» TEXT SEGMENT

Perhaps no agency last year felt the human tragedy of this statistical trend more than the Las Vegas, Nevada, Metropolitan Police Department. During 2009, three of its members died in automobile crashes, including two officers killed in separate collisions within a seven-week period last fall. A fourth Las Vegas Metropolitan Police officer was shot and killed by armed robbery suspects just two days before the third fatal auto crash. The names of all four officers have been added to the National Law Enforcement Officers Memorial in Washington, D.C.

Las Vegas Metropolitan Police Sheriff Douglas C. Gillespie responded to this spate of traffic deaths in a forceful and public manner. He implemented a number of changes in department policy and training designed to improve officer safety. Many of the reforms focused on two critical issues—excessive speed and the failure to wear safety belts—that, over the years, have endangered police officers in Las Vegas and across the United States. To further drive home the message, the sheriff secured the pro bono services of an advertising agency to develop an internal communications campaign reminding officers of the rules regarding mandatory seat belt use and following departmental restrictions on speeding.

In many respects, Sheriff Gillespie’s efforts are aimed at changing not just the behavior of individual officers but the broader culture of his agency, and to save officers’ lives in the process. Anecdotally, members of the department report that the reforms and the shift in culture are taking hold. Their only regret is that it took the tragic deaths of their fellow officers to make it happen.

Lessons Learned from Gunfire Deaths Reduction

While the traffic deaths and resulting reforms in Las Vegas have received a great deal of attention, they seem to be the exception rather than the rule. Law enforcement traffic fatalities never seem to garner as much attention as fatal shootings do in the news media, from the general public, or at times, within the law enforcement profession itself. Far too often, officer injuries and deaths on the roadways are viewed as a normal and even unavoidable part of the job. After all, the thinking goes most officers spend much of their time behind the wheel or involved in other traffic-related activities, so it should be “expected” that some number of these officers would be injured or killed in traffic incidents.

This same reasoning was evident at times in the 1970s—the deadliest decade in U.S. law enforcement history—when close to 130 officers were killed by gunfire each year.2 Since then, attitudes and safety measures have changed dramatically, and officers’ lives have been saved. In 2008, 40 officers nationwide were killed in firearms-related incidents—one of the lowest totals in more than five decades. And although fatal shootings of officers began to increase in 2009 and the first half of 2010, the numbers are still substantially lower than those from the peak year of 1973, when 156 officers were killed by gunfire.3

A number of factors are behind the stunning decline in firearms-related deaths. The continued development of bullet-resistant technology and the growing use of safety vests among officers are two of the main factors. The IACP/DuPont Kevlar Survivors’ Club has documented more than 3,000 officers saved by safety vests.4 Resistance to the wearing of vests by officers seems to be declining as well. Better training, stronger policies, and the increased use of electronic control devices and other less-than-lethal weaponry have also helped.

Location annotation dataset excerpts
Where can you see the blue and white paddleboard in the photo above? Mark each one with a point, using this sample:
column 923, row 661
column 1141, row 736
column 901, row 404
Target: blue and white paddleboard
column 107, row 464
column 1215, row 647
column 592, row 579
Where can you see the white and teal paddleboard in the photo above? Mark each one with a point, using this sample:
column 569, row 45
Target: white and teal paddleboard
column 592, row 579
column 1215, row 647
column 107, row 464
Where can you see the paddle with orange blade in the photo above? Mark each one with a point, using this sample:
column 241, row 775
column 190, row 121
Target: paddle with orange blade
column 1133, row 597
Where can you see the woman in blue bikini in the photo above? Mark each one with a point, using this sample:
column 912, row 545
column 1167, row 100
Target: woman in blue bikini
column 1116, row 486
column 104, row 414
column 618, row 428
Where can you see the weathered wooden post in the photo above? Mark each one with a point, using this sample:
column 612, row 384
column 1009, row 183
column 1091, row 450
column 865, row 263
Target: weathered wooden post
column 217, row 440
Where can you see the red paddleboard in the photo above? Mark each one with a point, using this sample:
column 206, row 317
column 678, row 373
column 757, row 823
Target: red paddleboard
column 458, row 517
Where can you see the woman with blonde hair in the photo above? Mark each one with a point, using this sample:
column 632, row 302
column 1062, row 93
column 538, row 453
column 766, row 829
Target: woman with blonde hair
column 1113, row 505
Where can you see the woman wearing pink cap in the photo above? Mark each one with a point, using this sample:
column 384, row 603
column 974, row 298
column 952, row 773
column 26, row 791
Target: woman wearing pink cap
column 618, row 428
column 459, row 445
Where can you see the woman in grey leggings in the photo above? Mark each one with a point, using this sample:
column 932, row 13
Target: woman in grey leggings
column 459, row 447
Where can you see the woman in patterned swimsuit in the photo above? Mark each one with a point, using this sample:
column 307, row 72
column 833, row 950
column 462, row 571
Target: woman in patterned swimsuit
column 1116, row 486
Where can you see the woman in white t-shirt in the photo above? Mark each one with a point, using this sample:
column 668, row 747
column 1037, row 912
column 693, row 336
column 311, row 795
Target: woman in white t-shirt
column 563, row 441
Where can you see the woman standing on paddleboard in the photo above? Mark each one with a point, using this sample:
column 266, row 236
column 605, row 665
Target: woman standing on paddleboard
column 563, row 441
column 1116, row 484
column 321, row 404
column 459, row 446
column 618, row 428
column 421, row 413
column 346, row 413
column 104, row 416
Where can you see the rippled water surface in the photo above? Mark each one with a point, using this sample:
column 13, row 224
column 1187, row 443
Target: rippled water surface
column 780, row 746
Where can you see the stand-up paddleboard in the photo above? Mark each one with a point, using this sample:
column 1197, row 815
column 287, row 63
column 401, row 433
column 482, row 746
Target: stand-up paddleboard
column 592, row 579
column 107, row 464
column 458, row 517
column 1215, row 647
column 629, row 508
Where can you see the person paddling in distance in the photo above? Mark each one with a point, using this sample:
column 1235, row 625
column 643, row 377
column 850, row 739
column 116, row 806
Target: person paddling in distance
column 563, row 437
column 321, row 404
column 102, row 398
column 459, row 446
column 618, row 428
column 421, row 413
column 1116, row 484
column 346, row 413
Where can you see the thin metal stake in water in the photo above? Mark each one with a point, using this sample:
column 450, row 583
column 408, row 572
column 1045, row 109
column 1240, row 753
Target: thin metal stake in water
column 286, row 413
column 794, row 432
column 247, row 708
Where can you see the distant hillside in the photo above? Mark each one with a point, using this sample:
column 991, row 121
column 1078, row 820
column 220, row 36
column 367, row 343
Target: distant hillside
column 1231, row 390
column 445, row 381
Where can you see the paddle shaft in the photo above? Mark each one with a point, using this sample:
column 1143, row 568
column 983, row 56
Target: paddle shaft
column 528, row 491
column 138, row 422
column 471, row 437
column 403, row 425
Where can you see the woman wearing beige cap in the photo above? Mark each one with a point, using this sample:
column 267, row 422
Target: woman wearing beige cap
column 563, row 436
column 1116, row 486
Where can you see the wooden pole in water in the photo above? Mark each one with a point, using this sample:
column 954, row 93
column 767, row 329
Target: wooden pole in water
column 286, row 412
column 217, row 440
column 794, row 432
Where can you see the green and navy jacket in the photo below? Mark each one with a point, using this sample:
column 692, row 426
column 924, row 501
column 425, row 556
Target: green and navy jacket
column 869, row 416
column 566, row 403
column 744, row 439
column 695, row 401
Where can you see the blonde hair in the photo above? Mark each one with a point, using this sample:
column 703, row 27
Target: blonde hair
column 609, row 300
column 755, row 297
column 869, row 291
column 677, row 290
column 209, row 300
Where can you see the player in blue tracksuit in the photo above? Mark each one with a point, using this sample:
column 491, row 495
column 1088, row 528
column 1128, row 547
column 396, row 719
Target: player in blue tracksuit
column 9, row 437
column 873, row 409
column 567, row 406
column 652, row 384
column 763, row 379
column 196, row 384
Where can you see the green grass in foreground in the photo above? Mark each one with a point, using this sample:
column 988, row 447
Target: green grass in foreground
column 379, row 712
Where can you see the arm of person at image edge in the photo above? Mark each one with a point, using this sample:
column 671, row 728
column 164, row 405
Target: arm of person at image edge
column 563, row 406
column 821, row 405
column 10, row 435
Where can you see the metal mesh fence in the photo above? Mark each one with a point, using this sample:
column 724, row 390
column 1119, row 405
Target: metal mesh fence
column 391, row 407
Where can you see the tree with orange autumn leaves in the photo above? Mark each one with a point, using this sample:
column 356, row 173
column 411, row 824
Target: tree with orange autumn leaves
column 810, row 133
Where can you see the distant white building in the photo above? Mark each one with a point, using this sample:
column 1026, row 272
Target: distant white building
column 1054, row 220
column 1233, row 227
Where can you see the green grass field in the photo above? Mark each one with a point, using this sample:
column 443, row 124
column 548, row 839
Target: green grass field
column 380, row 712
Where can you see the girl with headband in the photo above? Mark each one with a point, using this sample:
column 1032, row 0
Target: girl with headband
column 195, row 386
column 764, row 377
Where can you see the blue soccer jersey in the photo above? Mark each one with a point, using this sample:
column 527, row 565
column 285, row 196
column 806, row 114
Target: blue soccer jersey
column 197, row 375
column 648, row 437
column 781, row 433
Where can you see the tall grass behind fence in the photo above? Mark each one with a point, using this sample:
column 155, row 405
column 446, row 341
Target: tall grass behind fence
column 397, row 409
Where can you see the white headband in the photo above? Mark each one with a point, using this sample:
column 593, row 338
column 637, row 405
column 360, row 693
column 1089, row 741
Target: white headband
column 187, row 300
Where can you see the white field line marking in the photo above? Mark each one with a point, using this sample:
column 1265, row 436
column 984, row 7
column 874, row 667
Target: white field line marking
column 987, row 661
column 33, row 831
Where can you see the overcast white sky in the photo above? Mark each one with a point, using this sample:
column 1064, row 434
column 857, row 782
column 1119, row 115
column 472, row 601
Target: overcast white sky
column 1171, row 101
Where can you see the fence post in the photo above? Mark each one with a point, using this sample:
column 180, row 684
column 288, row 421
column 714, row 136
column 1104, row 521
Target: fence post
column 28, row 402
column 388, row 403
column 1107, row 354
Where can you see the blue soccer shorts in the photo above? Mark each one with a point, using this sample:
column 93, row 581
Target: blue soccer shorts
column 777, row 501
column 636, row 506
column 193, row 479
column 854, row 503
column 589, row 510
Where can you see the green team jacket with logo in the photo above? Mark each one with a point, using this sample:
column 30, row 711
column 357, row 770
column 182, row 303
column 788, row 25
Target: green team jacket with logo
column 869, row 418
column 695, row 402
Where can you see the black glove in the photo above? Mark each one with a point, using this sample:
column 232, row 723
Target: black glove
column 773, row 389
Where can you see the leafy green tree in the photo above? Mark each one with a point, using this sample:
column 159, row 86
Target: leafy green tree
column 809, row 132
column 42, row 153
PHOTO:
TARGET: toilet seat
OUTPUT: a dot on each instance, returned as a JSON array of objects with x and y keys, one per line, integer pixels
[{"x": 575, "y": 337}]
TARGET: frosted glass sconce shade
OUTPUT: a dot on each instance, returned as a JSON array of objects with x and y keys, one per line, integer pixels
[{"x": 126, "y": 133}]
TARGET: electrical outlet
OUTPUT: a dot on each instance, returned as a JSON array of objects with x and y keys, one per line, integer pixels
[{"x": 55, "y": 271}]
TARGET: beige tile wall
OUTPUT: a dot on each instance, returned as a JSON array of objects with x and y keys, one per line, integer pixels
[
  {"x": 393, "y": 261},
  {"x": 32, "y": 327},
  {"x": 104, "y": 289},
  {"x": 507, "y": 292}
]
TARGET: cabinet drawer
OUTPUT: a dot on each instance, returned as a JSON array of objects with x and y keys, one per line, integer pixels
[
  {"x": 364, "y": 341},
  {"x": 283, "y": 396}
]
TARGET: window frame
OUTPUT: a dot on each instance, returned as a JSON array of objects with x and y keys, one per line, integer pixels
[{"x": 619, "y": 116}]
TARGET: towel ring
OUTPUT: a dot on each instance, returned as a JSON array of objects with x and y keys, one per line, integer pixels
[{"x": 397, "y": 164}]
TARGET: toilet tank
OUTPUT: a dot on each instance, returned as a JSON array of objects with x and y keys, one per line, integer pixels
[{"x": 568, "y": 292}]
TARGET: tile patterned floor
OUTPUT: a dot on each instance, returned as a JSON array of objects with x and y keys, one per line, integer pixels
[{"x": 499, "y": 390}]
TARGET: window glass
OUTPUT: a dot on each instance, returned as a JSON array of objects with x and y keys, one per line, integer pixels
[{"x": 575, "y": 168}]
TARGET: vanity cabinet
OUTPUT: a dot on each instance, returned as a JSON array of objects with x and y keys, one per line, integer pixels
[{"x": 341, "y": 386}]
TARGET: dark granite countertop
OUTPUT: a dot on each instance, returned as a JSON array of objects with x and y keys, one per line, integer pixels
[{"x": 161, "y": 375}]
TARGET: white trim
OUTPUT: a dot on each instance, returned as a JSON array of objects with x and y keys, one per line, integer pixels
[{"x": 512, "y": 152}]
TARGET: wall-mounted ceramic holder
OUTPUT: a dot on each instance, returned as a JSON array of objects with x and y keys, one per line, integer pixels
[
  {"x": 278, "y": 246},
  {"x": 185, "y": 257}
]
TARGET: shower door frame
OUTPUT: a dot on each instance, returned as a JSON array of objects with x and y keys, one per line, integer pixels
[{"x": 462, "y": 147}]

» WRITTEN TASKS
A - Based on the text about police officer deaths, is each statement true? Answer yes or no for each, quoting the words from the text that decide it.
(i) Three members of the Las Vegas Metropolitan Police Department died in automobile crashes in 2009.
(ii) In 2008, 156 officers nationwide were killed by gunfire.
(iii) The sheriff paid an advertising agency its full fee for the internal communications campaign.
B - In the records, from the line with "Where can you see the player" to the line with "column 379, row 712", swap "player" for "athlete" and change nothing else. Give only those lines.

» RESPONSES PER TASK
A -
(i) Yes: "During 2009, three of its members died in automobile crashes"
(ii) No: "In 2008, 40 officers nationwide were killed in firearms-related incidents"
(iii) No: "the sheriff secured the pro bono services of an advertising agency"

B -
Where can you see the athlete in blue tracksuit in the photo above? Mark each one with a point, using this sample:
column 491, row 495
column 1088, row 528
column 1128, row 547
column 396, row 719
Target: athlete in blue tracksuit
column 9, row 437
column 873, row 409
column 567, row 406
column 652, row 384
column 763, row 379
column 196, row 384
Where can you see the green grass in foreground in the photo above? Mark each one with a point, using this sample:
column 988, row 447
Target: green grass in foreground
column 379, row 712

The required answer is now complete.